▶ Source extract
========
What happened in 1998? After 54 days on strike the UAW accepted a sellout deal of historic proportions that set the stage for the selling off of the GM Delphi parts division with the elimination of tens of thousands of jobs and the imposition of massive concessions.
Then, in 2007, the UAW called a two-day strike GM and a six-hour partial strike at Chrysler—dubbed “Hollywood” strikes by the media, because they were largely for show. After shutting down the strikes the UAW it rammed through a sellout deal that instituted a two-tier wage structure and established the VEBA, which allowed the auto companies to unload their retiree health care obligations, at a massive cost savings, to the UAW. This gave the union a massive slush fund and an economic incentive to reduce benefits to keep the fund solvent.
The abandonment by the UAW and other unions of company-wide and nationwide strikes has gone hand-in-hand with the corporatist degeneration of these organizations and their transformation into outright appendages of management. The last significant company-wide strike called by the UAW was the 28-day walkout at Ford in 1976, incorrectly reported by the Automotive News as taking place in 1978. At that time workers upheld the tradition of not returning to work until after a contract was ratified, a practice long since abandoned by the UAW.
In recent decades the tactic of the selective strike has become the standard. In every case where it has been employed the results have been disastrous, from the A.T. Massey and Pittston coal mine strikes to the 2015 strike by US oil refinery workers.
Following the Automotive News report many autoworkers posted comments denouncing the proposal for targeted strikes. One wrote: “Targeted. What a joke. IUAW will target the plants GM wants them to. This only ensures that no (high) demand product will be slowed down. IUAW is a Sham!”
These reports underscore the warning made by the World Socialist Web Site Autoworker Newsletter that if the 2019 contract struggle remains under the control of the UAW the demands of workers will inevitably be suppressed and new, onerous concessions will once again be imposed. It raises the urgent necessity for workers to begin the fight now to organize rank-and-file factory committees to begin preparations for an all-out fight.
========
▶ Problem description
Please continue the piece on UAW strikes and the 2019 contract fight from where it stops.

▶ Extracted information
========
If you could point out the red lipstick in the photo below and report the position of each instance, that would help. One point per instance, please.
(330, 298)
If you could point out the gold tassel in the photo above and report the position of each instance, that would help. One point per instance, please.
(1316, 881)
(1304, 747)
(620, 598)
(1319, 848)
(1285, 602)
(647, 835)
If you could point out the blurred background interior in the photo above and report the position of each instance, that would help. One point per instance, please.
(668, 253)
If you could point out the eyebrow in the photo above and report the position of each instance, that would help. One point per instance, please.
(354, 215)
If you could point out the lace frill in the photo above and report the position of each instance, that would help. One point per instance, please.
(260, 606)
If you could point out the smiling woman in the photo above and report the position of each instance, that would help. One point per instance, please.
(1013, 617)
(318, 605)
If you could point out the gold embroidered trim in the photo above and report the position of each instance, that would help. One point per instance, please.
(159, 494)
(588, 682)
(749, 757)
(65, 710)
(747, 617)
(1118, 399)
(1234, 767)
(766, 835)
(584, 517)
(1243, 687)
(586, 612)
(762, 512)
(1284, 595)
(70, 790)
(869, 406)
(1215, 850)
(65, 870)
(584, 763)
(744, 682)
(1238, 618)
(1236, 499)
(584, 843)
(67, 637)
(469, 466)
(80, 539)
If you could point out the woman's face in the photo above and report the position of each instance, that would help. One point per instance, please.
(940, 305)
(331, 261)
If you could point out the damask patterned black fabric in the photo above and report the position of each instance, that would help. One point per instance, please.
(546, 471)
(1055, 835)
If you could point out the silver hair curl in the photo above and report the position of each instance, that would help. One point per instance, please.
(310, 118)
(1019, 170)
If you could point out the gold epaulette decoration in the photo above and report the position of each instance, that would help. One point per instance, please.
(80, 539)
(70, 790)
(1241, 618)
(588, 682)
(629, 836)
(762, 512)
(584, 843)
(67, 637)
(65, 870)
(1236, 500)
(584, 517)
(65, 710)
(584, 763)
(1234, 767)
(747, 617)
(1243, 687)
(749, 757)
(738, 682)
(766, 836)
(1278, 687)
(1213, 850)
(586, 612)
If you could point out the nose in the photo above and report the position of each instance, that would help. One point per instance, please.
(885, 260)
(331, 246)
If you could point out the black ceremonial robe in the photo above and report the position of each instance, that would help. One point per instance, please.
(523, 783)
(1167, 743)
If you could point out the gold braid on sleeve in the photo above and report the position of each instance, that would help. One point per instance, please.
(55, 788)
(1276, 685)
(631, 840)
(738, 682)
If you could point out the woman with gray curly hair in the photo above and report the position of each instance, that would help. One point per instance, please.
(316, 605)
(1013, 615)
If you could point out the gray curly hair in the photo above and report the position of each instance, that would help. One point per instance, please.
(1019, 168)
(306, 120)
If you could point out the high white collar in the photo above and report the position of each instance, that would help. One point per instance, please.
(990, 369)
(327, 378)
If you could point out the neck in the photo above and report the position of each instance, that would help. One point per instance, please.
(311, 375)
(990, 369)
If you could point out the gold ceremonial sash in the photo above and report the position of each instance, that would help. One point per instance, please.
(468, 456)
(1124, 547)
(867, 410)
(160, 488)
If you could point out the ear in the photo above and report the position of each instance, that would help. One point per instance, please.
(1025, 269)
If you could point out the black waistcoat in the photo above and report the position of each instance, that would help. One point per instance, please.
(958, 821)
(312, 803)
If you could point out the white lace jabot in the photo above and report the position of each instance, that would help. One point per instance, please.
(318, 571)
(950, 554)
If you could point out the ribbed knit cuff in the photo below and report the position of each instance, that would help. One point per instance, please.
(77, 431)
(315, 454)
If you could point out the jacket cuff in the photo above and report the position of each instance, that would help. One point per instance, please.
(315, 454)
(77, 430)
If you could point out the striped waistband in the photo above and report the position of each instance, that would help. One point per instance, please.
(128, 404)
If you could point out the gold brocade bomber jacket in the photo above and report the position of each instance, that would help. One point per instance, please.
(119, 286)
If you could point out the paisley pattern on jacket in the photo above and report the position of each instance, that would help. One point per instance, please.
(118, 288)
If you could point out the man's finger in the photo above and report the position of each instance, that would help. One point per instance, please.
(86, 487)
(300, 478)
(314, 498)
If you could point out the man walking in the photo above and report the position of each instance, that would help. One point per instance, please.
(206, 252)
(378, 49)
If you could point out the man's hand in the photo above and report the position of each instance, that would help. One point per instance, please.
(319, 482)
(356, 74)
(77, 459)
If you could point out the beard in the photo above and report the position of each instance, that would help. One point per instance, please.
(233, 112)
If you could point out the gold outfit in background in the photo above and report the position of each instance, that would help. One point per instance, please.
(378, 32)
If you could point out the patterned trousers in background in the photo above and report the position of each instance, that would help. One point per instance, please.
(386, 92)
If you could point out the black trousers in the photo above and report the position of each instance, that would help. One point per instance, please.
========
▶ Answer area
This should begin by workers developing their own demands, based not on the profit requirements of the auto companies and Wall Street, but on the needs of workers. This must include the defense of all jobs, the rescinding of plant closings and the recall of all laid off and victimized workers with back pay.
All tiers must be eliminated, and all temporary part-time and contract workers must be hired as full time with all corresponding benefits and contract rights. All past concessions must be restored, including reinstituting the eight-hour day and abolishing the alternative work schedule. Cost of living allowances must be restored, and workers given a 40 percent raise to make up more than a decade of wage freezes. Pensions and medical coverage, fully paid by the corporations, must be restored.
This must be combined with the fight for industrial democracy and for workers’ control over production, line speed and health and safety conditions. Factory committees must oppose all management abuse and all forms of racial and sexual harassment.
The building of genuine working class organizations in the factories requires the forging of new leadership based on the fight for socialist principles. In opposition to the nationalist and pro capitalist program of the UAW workers must advance an international strategy, based on uniting workers across North America and globally against the profit system. This means rejecting all attempts to pit American workers against their class brothers and sisters in Mexico, Europe and Asia and advancing a common strategy to fight the transnational auto companies.